## Text block

━━━━━━━━━━━━━━━━

Historically, research has suggested that medical and psychological treatments work similarly for people with vaginismus. This does not mean that vaginismus is "all in someone's head." What it means is that some of the body's reactions to pain and anxiety can be altered through behavioral techniques. Often, psychological treatments for vaginismus are provided by sex therapists or other sexual health professionals. However, general work on anxiety reduction can be helpful in some circumstances where vaginismus is relatively mild.

Using Botox for Vaginismus

One exciting area of sexual health research is in using Botox to treat vaginismus. Botox is commonly thought of as a vanity drug, due to its use for reducing facial lines. However, Botox, short for botulinum toxin, is also used to treat a number of chronic pain conditions. This is because Botox paralyzes the muscles into which it is injected. This prevents them from contracting—either consciously or unconsciously. That's why Botox is useful for preventing wrinkles—people can't move their faces. It's also why it's used for chronic pain conditions like TMJ (jaw pain), headaches, bladder pain, and vaginismus. Reducing tension in the problematic muscles also reduces pain.

Botox can cause significant side effects. Therefore, it is not usually the first line of treatment for vaginismus. However, some individuals are unwilling or unable to undergo other vaginismus treatments. For them, Botox treatment can have a positive effect. Using Botox to treat vaginismus involves several injections of the drug. Botox is injected into multiple areas of the bulbospongiosus muscle. This is the muscle that wraps around the entrance to the vagina. Additional injections may be used to relax other muscles if they are contributing to the vaginal spasms.

Botox treatment is usually not done on its own. Instead, it is often combined with psychotherapy and the use of dilators so that people can become comfortable with penetration. The Botox injections last for between 2 and 4 months. However, the effects of the treatment may last longer than that. This is likely due to a combination of anxiety reduction and retraining of the muscles. The Botox provides the initial relaxation and lack of pain on penetration that allows the body to become used to the sensations without tensing up.

Side effects of using Botox to treat vaginismus can include urinary incontinence and blurry vision.

Other Vaginismus Treatments

In addition to Botox, there are several other common therapies for vaginismus. These include other forms of injections, physical therapy, systematic desensitization to the stress of penetration, hypnotherapy, and cognitive behavioral therapy. Systematic desensitization uses dilators to slowly increase an individual's ability to tolerate penetration. This can either be done by a physician or by the patient, under the verbal direction of a physician or therapist.

━━━━━━━━━━━━━━━━

## Exercise data
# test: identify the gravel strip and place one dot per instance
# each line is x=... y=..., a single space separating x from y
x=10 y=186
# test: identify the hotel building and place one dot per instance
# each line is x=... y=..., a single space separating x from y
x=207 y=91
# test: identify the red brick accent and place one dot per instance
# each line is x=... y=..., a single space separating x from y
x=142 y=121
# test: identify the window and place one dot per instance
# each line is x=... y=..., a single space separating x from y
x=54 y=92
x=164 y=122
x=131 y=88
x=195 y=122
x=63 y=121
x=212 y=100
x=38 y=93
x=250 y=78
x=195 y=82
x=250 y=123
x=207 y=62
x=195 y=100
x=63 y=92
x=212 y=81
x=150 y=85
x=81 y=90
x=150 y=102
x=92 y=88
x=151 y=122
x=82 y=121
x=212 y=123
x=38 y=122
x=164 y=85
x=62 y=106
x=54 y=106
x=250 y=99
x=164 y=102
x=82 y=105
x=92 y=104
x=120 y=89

━━━━━━━━━━━━━━━━

## What you need to do
Write out, word for word, the part of the text on vaginismus treatment from "In addition to" to "physician or therapist.".

## Solution to the exercise
In addition to Botox, there are several other common therapies for vaginismus. These include other forms of injections, physical therapy, systematic desensitization to the stress of penetration, hypnotherapy, and cognitive behavioral therapy. Systematic desensitization uses dilators to slowly increase an individual's ability to tolerate penetration. This can either be done by a physician or by the patient, under the verbal direction of a physician or therapist.